**Work to complete**
**A)** Decide whether each statement below agrees with the StandardizedPath tech spec. For each, answer yes or no and quote the deciding words of the spec. (i) The typed-path crate is already a workspace dependency. (ii) CanonicalizedPath has three TryFrom impls. (iii) RemoteRepositoryIdentifier pairs with SessionId.
**B)** Pick out and copy every line of the records that contains the string "ceiling". Case counts.

**Excerpted text**
*****

Files
warp/specs/standardized-path/TECH.md
2026-04-28 08:43:33 -05:00

12 KiB
Raw Permalink Blame History

StandardizedPath Tech Spec

Problem Statement

The codebase currently uses CanonicalizedPath (a wrapper around PathBuf that calls dunce::canonicalize) and raw PathBuf to represent file paths in coding features (file tree, editor tabs, repo metadata, AI context). This has three fundamental issues:

  1. PathBuf assumes local OSstd::path::PathBuf uses the host platform's path encoding. A macOS client cannot represent a /home/user/project/main.rs path from a remote Linux session as a native PathBuf without conflating path separators or case-sensitivity rules.
  2. Canonicalization requires the file to existdunce::canonicalize performs syscalls (realpath). It fails for deleted files, and resolves symlinks in ways we may not want (e.g. a user opens ~/projects/mylink/foo.rs via a symlink, but canonicalization resolves it to /real/path/foo.rs, breaking the user's mental model).
  3. Canonicalization has I/O cost — every TryFrom<PathBuf> for CanonicalizedPath makes a filesystem call. This is unnecessary for paths that are already normalized.

Current State

CanonicalizedPath (repo_metadata/src/lib.rs)

  • Wraps PathBuf, constructed via dunce::canonicalize.
  • Implements Display, Hash, Eq, Borrow<Path>, Borrow<PathBuf>.
  • Four TryFrom impls (PathBuf, &Path, &PathBuf, &str), all call dunce::canonicalize.
  • Used as the key in LocalRepoMetadataModel.repositories: HashMap<CanonicalizedPath, IndexedRepoState> and lazy_loaded_paths.
  • Used in Repository.root_dir, external_git_directory, common_git_directory.
  • Used in RepositoryIdentifier::Local(CanonicalizedPath).
  • Used in DetectedRepositories for repo root tracking.

RemoteRepositoryIdentifier (repo_metadata/src/repository_identifier.rs)

  • Uses raw PathBuf for the remote path (cannot canonicalize remotely).
  • Pairs with SessionId for disambiguation.

typed-path crate (v0.10.0, already a workspace dependency)

  • Already used in warp_util::path for MSYS2/WSL path conversion and in ai::paths for cross-platform path joining and normalization.
  • Provides TypedPathBuf (enum over Unix/Windows path buffers), TypedPath, .normalize() (removes . and .. without I/O), and platform-aware path operations.

Path usage in coding features

  • File tree: FileTreeEntry stores Arc<Path> for root and per-entry paths. FileTreeEntryState variants hold Arc<Path> per node.

*****

**Records to process**
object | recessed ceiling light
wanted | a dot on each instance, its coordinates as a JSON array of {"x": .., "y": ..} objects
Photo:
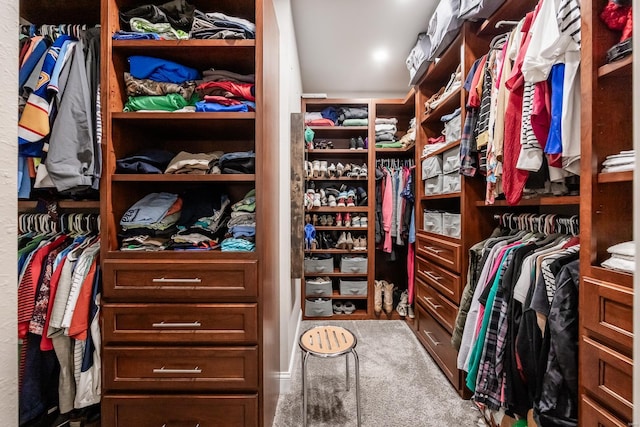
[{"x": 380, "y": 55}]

*****

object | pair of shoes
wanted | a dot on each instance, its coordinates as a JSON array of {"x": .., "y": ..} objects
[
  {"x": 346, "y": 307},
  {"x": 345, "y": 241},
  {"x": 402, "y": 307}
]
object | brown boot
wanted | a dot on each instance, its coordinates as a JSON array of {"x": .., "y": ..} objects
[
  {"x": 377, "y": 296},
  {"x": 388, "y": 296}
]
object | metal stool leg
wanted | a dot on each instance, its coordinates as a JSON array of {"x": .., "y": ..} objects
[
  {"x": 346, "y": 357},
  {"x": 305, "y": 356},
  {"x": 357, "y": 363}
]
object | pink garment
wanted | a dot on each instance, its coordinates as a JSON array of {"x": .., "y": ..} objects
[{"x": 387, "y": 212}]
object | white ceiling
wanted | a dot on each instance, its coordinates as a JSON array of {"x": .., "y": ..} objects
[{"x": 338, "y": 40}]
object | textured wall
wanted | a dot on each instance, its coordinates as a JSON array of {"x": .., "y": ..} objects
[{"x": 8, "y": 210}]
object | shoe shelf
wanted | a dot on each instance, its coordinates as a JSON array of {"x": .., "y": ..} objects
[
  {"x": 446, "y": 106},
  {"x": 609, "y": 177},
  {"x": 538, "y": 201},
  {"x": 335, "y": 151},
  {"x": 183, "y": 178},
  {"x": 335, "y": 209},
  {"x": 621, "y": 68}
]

*****

**Solutions below**
**A)**
(i) Yes: "typed-path crate (v0.10.0, already a workspace dependency)"
(ii) No: "Four TryFrom impls (PathBuf, &Path, &PathBuf, &str), all call dunce::canonicalize."
(iii) Yes: "Pairs with SessionId for disambiguation."

**B)**
object | recessed ceiling light
object | white ceiling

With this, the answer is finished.